TEXTO DA PÁGINA ->
# # # # # # #
Por isso, se desafetação houvesse, seria um tipo sui generis, pois é desafetação para o alienante, mas afetação para o adquirente, restando o imóvel, ao fim e ao cabo, “afetado” à prestação de algum serviço público. Daí porque o pressuposto para a sua alienabilidade, no caso, não passa tanto pela investigação acerca da natureza do bem (de uso especial ou dominial), mas mais do que isso pelo interesse e uso que o proprietário-alienante faz do imóvel, pela adequação do imóvel ao uso que o proprietário-alienante faz dele, chegando-se à conclusão, de acordo com o caso concreto narrado, que o imóvel além de inadequado, é subutulizado e, acima de tudo, oneroso, haja vista os gastos com manutenção, segurança, limpeza etc. de uma estrutura que é minimamente (10%) utilizada.
A própria doutrina reconhece a peculiaridade da alienação intraestatal (interadministrativa), ou seja, da transmissão de bens públicos dentro da própria esfera pública:
Para aliená-los [os bens de uso comum do povo e de uso especial], depende de prévia desafetação, ou, nas palavras de José Cretella Júnior, de “fato ou manifestação de vontade do Poder Público mediante o qual o bem de domínio público é subtraído à dominialidade pública para ser incorporado ao domínio privado, do Estado ou do particular”.
(Di Pietro, 2010: 10 – sublinhamos)
# # # # # # #
DADOS DISPONÍVEIS ->
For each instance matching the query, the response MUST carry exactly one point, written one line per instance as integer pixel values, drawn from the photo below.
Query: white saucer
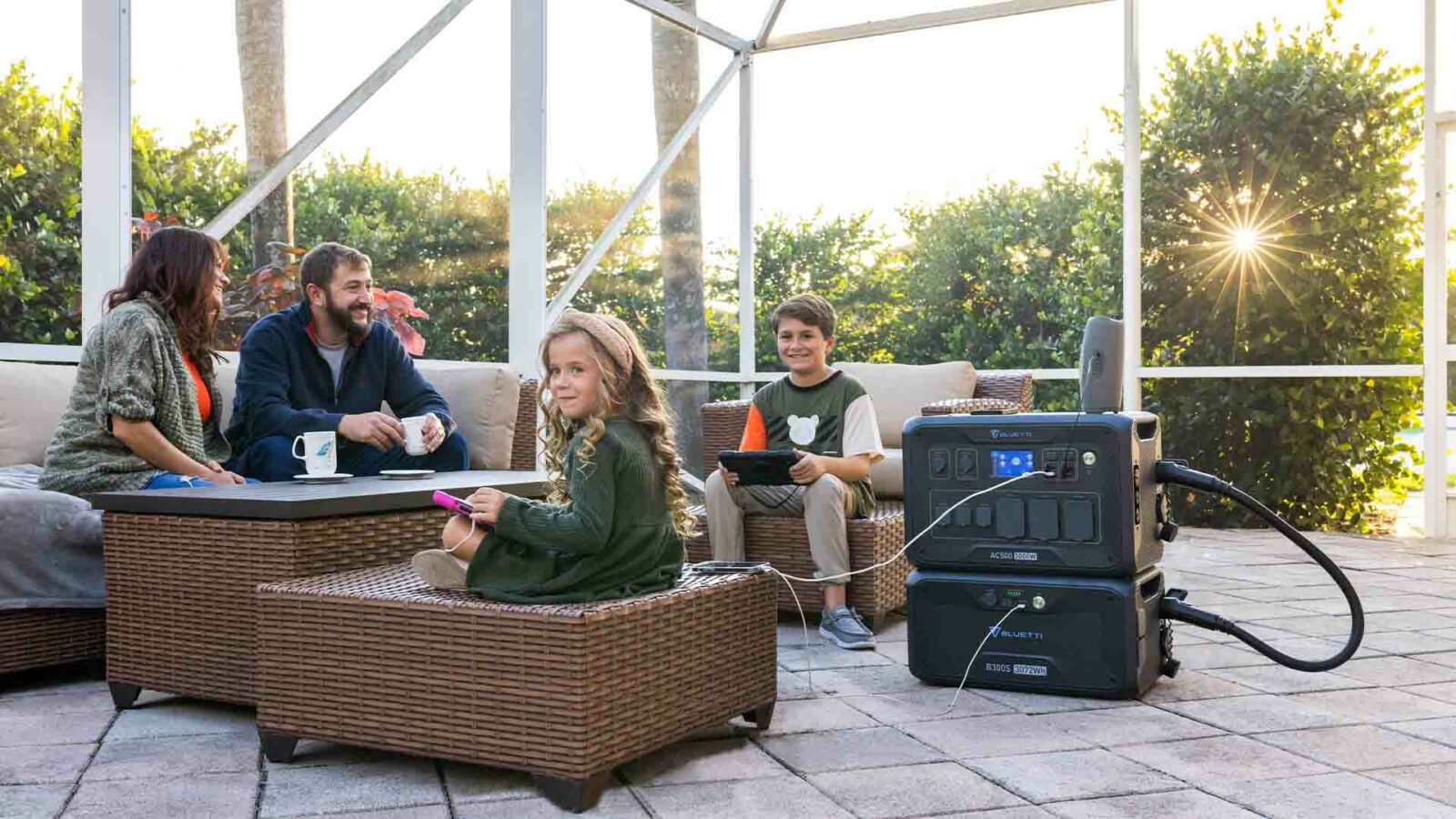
(334, 479)
(405, 474)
# # # # # # #
INSTRUÇÃO ESCRITA 1 ->
Reproduza o trecho do texto sobre alienação de bens públicos começando em "A própria doutrina" e seguindo até "10 – sublinhamos)".
INSTRUÇÃO ESCRITA 2 ->
Quais gastos com o imóvel são citados no texto sobre alienação de bens públicos?
INSTRUÇÃO ESCRITA 3 ->
Retome o texto sobre alienação de bens públicos a partir do ponto em que ele para.

RESULTADO DA TAREFA 1 ->
A própria doutrina reconhece a peculiaridade da alienação intraestatal (interadministrativa), ou seja, da transmissão de bens públicos dentro da própria esfera pública:
Para aliená-los [os bens de uso comum do povo e de uso especial], depende de prévia desafetação, ou, nas palavras de José Cretella Júnior, de “fato ou manifestação de vontade do Poder Público mediante o qual o bem de domínio público é subtraído à dominialidade pública para ser incorporado ao domínio privado, do Estado ou do particular”.
(Di Pietro, 2010: 10 – sublinhamos)

RESULTADO DA TAREFA 2 ->
Manutenção, segurança e limpeza.

RESULTADO DA TAREFA 3 ->
A questão da desafetação (desvinculação de utilização pública) como pressuposto para alienação, nesse contexto de transferência interadministrativa, em que restará mantida a destinação pública (afetação), perde um pouco a relevância prática, não se revelando um óbice para a alienação objeto deste estudo. O debate teórico sobre a alienabilidade de bem de uso especial, no presente contexto, parece estéril, por demais apegado à estreiteza da lei, em detrimento de outros princípios constitucionais que orientam a atividade administrativa, como a economicidade e a eficiência.
Ainda recorrendo à doutrina, esta distingue o comércio privado do comércio público, indicando a possibilidade de transferência de propriedade, neste último caso, mesmo de bens afetados a alguma finalidade pública:
Essas características, peculiares ao regime jurídico dos bens públicos, não lhes retira a comerciabilidade jurídica, entendida segundo princípios informativos do direito público.
Nesse sentido é a lição de Marcello Caetano ao afirmar que “quando se diz que uma coisa está no comércio jurídico ou é juridicamente comerciável quer-se exprimir a suscetibilidade dessa coisa ser objeto de direitos individuais. As coisas fora do comércio não podem, por sua natureza ou por disposição legal, ser objeto de direitos individuais nem, consequentemente, de prestações: não podem ser reduzidas a propriedade ou ser objeto de posse, nem sobre elas podem fazer quaisquer contratos”. Acrescenta que “as coisas públicas estão fora do comércio jurídico privado, o que significa serem insuscetíveis de redução à propriedade particular, inalienáveis, imprescritíveis, impenhoráveis e não oneráveis pelos modos de direito privado, enquanto coisas públicas”. Mas, continua o autor, “considerando agora a situação das coisas públicas à luz das normas do direito público vemos que podem ser objeto de direito de propriedade por parte das pessoas coletivas administrativas (propriedade pública) e transferidas entre elas (transferência de domínio ou mutações dominiais); e admitem a criação de direitos reais administrativos e de direitos administrativos de natureza obrigacional em benefício dos particulares (concessões) transmissíveis de uns a outros na forma de lei”.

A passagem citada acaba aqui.